> **Stated exercise**: Rescale the part that opens with the line containing "Where can the white tiled" and closes with the line containing "<point>122,15</point>", both ends included, and write out only those lines again, requests included. Multiply every point coordinate in the answers by 1.85, rounding to whole numbers with halves going up.
>> begin Supplied material
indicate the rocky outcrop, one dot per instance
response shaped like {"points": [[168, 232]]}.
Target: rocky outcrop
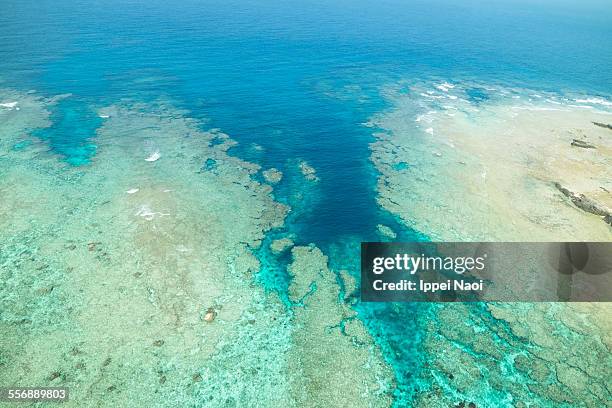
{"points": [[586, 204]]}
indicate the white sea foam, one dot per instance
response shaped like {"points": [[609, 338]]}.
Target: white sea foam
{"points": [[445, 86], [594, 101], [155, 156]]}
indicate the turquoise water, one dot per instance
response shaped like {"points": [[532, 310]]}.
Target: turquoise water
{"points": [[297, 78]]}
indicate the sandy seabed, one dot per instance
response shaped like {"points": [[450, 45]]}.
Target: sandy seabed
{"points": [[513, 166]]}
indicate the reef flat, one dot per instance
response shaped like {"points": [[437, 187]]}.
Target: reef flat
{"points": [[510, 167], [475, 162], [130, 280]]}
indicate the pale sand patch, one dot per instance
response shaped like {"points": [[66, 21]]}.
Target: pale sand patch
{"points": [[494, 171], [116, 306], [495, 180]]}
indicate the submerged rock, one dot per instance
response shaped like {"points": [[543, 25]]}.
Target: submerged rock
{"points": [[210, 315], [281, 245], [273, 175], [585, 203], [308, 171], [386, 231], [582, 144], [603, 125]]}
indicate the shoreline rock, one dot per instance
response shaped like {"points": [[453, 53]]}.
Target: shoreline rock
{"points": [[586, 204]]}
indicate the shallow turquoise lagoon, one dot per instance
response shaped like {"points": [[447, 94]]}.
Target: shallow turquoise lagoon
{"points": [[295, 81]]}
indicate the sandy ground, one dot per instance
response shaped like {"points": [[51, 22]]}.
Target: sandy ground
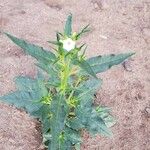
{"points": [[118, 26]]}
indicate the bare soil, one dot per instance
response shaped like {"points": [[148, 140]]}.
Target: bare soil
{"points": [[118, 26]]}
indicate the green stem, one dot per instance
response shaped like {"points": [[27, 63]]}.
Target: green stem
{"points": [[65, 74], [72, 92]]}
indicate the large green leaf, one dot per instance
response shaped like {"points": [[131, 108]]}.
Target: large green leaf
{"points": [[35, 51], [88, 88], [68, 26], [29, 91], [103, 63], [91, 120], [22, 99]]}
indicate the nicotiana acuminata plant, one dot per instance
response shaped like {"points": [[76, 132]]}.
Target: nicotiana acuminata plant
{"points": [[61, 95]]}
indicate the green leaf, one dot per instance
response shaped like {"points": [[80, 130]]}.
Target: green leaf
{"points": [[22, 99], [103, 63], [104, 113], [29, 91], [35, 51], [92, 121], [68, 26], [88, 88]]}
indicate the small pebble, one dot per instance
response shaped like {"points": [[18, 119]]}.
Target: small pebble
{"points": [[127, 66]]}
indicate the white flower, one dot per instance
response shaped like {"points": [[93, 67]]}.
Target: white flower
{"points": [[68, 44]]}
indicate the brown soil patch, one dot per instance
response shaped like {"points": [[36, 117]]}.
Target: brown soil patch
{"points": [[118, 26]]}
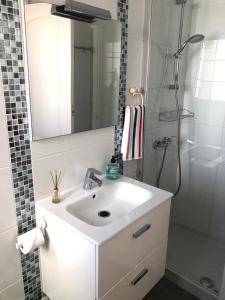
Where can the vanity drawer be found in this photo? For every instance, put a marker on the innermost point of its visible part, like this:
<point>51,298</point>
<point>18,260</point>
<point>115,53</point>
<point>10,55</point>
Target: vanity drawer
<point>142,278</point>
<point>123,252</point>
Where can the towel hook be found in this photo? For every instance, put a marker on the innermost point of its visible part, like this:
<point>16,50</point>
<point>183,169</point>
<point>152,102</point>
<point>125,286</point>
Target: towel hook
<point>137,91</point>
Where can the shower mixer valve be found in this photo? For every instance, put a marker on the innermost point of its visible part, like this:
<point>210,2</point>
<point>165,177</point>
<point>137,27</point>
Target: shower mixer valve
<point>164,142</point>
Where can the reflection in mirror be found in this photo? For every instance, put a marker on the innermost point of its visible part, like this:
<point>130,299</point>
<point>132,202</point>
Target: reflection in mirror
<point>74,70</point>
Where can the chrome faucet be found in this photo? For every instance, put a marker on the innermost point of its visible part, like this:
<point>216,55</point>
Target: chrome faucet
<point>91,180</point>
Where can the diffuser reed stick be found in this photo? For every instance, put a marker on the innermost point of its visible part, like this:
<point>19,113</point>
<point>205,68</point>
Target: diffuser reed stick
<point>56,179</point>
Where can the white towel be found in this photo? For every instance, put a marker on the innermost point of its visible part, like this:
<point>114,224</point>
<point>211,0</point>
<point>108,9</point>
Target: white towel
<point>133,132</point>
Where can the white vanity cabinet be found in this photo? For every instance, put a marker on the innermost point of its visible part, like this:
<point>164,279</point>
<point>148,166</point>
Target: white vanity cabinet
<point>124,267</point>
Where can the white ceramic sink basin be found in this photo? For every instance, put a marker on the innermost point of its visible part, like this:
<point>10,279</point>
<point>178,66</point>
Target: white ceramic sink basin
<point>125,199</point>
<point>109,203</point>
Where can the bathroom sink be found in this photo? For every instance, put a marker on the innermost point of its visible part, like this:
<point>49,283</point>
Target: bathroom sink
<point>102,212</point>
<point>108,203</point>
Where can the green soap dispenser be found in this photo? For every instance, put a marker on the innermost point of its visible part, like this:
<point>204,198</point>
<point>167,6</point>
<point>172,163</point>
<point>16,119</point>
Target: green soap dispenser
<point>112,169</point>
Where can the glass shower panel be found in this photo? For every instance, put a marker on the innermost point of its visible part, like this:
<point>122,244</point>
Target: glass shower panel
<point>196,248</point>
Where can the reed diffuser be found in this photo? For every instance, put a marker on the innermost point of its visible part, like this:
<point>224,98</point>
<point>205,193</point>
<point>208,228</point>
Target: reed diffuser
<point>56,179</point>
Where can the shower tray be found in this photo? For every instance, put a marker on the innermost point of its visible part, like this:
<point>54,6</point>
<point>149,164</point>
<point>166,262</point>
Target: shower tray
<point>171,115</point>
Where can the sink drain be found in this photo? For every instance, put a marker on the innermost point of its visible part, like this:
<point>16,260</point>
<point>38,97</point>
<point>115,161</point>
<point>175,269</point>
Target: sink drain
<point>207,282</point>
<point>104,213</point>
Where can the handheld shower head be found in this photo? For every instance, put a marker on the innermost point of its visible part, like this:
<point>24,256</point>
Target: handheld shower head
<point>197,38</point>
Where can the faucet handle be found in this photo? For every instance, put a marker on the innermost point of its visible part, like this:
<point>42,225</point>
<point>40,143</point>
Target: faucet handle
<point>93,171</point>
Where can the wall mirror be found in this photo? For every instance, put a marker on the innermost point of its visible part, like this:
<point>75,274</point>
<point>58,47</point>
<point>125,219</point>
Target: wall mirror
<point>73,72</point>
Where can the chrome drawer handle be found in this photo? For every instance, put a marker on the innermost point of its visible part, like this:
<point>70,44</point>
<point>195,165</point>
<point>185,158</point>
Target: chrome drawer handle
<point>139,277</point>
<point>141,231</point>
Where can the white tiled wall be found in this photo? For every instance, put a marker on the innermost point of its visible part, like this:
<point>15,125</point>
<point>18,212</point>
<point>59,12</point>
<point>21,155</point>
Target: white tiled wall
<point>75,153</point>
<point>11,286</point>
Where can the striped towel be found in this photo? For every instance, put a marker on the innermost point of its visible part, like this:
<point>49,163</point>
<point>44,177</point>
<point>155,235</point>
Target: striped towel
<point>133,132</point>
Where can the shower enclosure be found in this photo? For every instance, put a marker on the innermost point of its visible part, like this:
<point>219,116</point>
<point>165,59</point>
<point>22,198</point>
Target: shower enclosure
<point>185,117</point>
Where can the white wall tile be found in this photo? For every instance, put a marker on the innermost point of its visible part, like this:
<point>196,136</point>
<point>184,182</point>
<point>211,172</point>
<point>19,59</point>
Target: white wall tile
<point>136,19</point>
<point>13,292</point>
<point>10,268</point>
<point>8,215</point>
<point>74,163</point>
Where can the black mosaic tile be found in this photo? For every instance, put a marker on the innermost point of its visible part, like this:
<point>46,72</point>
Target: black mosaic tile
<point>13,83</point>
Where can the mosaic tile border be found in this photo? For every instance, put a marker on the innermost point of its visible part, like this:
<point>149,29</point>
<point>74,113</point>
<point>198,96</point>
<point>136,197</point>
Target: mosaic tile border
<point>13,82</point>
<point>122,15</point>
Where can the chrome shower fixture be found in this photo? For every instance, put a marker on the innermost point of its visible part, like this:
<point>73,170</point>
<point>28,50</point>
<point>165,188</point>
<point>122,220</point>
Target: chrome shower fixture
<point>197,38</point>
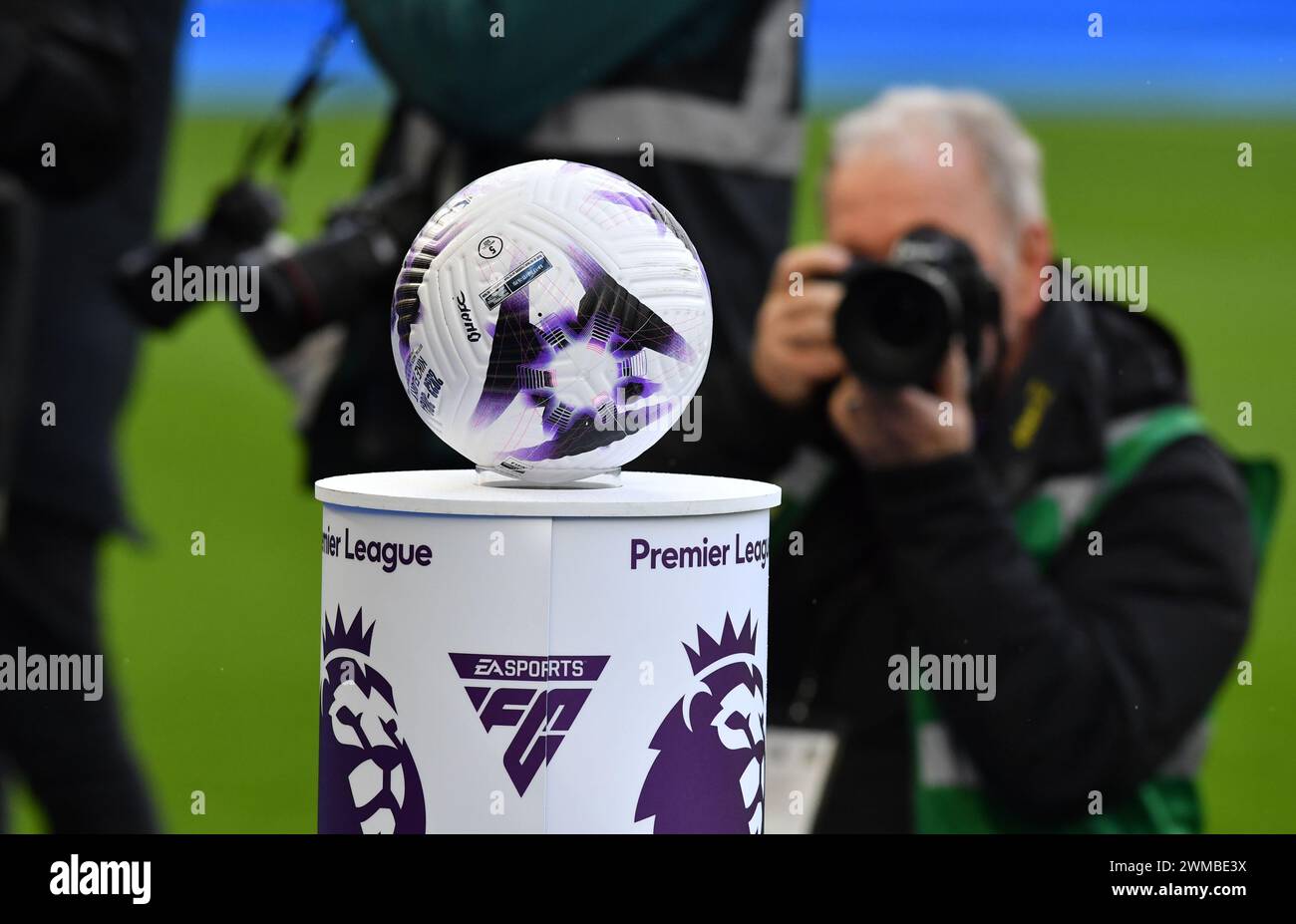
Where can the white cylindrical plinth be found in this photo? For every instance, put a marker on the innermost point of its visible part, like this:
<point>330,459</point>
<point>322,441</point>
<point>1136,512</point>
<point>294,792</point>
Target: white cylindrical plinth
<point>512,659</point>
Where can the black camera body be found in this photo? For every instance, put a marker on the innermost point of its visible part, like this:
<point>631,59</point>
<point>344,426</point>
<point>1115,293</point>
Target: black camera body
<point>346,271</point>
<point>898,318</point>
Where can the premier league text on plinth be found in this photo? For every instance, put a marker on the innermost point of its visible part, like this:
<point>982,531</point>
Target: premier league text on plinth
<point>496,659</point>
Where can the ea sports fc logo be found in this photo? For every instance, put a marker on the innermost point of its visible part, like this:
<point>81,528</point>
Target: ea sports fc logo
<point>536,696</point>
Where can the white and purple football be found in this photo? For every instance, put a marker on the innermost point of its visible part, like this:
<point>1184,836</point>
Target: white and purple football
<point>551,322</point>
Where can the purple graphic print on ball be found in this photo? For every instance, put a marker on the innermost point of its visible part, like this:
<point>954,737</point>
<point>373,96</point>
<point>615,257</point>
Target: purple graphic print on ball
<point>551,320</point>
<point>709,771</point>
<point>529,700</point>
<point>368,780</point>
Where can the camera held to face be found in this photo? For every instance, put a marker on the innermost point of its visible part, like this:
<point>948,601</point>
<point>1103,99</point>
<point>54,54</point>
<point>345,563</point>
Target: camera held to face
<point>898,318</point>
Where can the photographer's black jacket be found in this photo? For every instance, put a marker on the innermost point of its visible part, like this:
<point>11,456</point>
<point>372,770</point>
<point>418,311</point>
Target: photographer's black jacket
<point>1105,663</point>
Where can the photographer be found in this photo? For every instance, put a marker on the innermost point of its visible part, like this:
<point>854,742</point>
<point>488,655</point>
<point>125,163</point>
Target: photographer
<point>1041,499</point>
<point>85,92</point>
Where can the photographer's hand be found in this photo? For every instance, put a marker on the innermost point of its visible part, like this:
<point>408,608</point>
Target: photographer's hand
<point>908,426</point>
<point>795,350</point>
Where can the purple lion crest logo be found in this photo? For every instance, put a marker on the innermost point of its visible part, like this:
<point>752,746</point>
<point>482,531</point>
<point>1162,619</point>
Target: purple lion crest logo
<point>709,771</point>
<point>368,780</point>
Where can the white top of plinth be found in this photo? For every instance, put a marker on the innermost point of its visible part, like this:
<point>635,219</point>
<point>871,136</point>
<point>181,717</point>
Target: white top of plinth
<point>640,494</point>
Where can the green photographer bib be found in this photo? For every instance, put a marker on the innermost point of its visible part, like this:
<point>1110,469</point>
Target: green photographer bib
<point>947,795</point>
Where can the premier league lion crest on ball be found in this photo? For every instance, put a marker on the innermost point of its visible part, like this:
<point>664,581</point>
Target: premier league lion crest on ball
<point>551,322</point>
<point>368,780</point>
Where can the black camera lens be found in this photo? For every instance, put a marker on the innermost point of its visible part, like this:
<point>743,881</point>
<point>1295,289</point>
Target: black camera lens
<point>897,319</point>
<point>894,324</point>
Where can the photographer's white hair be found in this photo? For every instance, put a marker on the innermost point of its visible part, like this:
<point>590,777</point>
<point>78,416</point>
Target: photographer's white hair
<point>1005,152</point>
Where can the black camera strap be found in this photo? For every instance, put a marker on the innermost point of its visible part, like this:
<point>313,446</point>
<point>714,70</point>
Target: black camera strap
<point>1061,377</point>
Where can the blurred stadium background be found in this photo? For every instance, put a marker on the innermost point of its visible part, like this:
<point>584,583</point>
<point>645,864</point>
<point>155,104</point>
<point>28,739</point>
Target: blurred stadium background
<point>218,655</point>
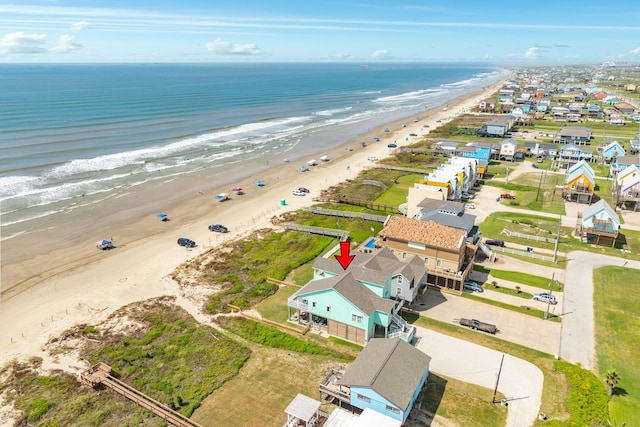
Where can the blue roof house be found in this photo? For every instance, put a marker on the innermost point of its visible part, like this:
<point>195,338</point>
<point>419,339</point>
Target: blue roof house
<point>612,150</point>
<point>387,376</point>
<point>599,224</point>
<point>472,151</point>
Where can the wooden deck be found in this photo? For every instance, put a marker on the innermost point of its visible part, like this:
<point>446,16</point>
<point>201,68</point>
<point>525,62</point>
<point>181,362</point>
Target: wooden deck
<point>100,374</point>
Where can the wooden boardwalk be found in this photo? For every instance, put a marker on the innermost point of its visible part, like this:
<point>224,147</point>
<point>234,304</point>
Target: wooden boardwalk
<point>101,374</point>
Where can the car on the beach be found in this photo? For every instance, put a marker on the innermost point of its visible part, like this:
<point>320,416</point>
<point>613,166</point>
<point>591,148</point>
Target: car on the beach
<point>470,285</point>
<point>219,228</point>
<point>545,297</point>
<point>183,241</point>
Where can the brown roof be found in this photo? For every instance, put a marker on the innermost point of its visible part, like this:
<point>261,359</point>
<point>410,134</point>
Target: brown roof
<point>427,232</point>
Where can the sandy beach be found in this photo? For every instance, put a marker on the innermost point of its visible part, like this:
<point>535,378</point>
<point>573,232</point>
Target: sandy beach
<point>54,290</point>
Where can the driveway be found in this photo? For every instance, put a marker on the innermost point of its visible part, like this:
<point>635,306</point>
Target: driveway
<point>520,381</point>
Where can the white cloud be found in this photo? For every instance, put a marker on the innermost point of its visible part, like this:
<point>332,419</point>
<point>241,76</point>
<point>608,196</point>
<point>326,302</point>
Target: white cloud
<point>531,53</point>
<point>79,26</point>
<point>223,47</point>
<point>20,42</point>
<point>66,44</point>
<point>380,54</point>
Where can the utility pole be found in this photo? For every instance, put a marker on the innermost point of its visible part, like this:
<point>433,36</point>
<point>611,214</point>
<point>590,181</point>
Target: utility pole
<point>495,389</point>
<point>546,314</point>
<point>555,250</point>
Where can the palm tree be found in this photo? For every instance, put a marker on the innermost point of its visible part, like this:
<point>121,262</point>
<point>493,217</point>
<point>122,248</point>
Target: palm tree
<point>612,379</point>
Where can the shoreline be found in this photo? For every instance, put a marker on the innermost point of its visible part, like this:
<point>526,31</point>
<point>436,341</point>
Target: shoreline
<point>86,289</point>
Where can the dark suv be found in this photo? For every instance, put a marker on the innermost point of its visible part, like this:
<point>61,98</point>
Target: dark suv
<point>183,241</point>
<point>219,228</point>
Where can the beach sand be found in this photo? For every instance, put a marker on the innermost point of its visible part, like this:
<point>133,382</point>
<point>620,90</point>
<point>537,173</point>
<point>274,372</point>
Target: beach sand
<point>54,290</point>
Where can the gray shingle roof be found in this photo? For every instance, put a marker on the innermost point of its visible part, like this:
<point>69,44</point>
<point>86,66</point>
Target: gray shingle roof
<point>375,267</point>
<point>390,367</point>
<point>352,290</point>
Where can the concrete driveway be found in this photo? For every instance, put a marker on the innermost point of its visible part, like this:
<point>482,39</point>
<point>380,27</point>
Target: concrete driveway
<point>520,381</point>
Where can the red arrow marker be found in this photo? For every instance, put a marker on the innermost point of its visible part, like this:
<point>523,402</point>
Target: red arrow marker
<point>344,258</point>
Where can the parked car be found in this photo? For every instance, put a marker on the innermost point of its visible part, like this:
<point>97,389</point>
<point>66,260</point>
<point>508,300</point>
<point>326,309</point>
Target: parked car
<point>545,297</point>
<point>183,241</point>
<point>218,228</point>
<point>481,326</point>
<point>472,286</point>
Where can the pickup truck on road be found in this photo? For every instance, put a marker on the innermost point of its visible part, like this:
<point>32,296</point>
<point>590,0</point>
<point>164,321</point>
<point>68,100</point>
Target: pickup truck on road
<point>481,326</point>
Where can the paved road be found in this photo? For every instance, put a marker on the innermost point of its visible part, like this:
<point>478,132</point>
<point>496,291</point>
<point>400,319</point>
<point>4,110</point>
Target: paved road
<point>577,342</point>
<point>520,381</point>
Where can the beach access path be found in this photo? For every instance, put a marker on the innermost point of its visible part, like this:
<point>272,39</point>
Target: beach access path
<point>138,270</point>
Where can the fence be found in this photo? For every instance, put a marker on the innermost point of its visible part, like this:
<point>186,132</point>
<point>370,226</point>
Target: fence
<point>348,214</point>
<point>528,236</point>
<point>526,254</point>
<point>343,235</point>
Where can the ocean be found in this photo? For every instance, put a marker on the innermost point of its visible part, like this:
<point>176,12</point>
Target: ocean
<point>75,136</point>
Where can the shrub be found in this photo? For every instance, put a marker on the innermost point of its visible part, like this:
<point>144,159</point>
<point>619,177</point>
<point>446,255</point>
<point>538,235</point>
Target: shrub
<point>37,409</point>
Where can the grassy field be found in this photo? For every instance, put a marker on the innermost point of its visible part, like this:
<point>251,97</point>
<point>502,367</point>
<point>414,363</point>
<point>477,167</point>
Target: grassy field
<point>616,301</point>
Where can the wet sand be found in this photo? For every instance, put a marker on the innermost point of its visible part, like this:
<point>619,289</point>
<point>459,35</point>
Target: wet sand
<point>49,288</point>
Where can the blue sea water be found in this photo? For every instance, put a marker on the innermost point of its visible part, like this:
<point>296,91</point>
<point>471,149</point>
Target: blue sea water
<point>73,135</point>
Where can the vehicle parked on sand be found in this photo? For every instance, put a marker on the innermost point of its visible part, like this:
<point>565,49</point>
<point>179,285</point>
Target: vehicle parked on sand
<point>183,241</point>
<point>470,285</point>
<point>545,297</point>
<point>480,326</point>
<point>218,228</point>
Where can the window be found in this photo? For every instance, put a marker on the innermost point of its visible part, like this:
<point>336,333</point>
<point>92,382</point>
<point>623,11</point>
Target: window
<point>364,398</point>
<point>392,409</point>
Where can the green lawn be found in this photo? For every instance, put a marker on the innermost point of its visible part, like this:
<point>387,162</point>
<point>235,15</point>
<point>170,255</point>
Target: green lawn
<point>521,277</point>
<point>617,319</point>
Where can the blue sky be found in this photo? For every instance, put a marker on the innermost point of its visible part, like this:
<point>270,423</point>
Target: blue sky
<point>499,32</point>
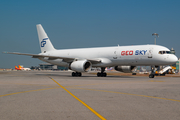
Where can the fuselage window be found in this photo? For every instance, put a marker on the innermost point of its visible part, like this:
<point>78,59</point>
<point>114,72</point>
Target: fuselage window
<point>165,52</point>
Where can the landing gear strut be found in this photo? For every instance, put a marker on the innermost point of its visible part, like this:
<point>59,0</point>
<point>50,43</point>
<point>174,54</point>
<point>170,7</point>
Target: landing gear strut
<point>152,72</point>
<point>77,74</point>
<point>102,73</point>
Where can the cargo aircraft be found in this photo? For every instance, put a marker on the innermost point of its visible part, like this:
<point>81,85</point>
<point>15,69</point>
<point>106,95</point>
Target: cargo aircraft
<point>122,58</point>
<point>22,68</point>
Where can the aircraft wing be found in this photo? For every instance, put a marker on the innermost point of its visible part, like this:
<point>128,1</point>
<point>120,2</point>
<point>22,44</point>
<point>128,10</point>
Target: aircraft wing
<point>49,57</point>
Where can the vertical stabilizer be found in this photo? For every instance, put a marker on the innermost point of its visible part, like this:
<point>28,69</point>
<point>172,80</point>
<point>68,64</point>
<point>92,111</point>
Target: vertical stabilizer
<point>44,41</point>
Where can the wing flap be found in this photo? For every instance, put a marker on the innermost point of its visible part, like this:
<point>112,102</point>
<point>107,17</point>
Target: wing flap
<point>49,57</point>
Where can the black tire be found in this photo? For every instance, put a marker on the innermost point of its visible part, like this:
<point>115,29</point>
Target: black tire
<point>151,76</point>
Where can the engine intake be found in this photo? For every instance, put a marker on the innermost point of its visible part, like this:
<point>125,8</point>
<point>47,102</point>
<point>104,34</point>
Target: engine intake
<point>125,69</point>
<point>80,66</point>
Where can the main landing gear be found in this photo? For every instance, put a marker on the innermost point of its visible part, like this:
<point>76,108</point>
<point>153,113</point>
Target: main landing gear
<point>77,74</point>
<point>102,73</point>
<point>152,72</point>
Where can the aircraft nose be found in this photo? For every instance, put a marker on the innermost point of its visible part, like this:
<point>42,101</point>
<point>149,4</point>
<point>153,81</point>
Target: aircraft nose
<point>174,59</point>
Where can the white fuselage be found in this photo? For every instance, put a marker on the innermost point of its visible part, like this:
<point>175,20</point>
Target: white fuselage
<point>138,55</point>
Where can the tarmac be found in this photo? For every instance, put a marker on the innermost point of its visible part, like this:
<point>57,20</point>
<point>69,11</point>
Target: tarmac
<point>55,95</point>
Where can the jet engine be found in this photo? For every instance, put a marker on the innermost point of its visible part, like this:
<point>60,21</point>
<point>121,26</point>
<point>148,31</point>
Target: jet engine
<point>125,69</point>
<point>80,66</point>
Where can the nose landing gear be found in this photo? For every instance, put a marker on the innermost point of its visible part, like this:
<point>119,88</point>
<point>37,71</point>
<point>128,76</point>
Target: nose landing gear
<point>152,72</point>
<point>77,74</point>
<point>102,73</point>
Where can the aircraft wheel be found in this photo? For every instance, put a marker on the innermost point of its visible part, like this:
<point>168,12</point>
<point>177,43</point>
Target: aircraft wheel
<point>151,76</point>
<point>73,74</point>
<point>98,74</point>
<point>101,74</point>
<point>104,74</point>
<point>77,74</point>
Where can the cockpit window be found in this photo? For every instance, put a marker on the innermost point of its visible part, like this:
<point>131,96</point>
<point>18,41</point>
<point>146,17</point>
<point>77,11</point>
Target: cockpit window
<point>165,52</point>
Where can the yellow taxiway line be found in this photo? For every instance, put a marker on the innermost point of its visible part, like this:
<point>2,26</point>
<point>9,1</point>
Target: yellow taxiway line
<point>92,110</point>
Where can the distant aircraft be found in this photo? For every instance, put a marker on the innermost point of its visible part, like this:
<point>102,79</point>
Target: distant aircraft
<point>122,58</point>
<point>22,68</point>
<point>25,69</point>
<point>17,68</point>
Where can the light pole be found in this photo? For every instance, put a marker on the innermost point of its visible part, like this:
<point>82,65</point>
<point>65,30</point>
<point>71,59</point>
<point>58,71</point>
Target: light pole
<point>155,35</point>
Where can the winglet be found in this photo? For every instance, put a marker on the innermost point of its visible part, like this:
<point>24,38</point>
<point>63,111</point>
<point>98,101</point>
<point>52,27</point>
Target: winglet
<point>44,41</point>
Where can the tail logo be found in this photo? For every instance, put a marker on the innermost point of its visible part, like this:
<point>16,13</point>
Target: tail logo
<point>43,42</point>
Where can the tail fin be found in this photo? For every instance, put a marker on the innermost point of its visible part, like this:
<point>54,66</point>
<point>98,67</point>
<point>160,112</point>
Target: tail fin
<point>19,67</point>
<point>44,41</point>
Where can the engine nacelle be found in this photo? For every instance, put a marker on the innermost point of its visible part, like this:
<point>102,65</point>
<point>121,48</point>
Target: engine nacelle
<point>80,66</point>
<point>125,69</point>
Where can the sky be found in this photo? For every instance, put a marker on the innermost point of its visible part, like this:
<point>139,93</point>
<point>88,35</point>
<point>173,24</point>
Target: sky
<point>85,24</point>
>> end Supplied material
> **Response to the exercise**:
Where can the white tiled wall be found in this photo? For every instance, put a marker on the innermost point of its visible part, like this:
<point>15,125</point>
<point>18,212</point>
<point>59,12</point>
<point>21,155</point>
Target: white tiled wall
<point>139,283</point>
<point>20,529</point>
Where can the striped towel be found in this photo? For every instance, put a marker on the innermost point of its visible part, like this:
<point>49,163</point>
<point>44,177</point>
<point>155,235</point>
Target: striped towel
<point>246,244</point>
Where can the shower enclosure be found in this photo? For every instance, put a marker on the innermost point of its visible part, like this:
<point>219,116</point>
<point>165,59</point>
<point>22,198</point>
Target: shower enclosure
<point>342,216</point>
Where can the white wall tile be found in this photo? For every instance, put a marker on the innermost point of its visible part, like this:
<point>196,136</point>
<point>184,182</point>
<point>211,172</point>
<point>19,59</point>
Target: white wall tile
<point>252,35</point>
<point>24,540</point>
<point>19,496</point>
<point>15,398</point>
<point>137,302</point>
Where can the black mosaic tile be found in this photo? For every instance, put a marker on the innermost point of its visible part, like this:
<point>46,72</point>
Target: black mosaic tile
<point>24,154</point>
Where can the mosaic tile border be found in this photo? For every instance, put a marker on the innermost point of its visible part, like this:
<point>149,29</point>
<point>74,113</point>
<point>198,96</point>
<point>136,197</point>
Target: mosaic tile border
<point>24,152</point>
<point>226,28</point>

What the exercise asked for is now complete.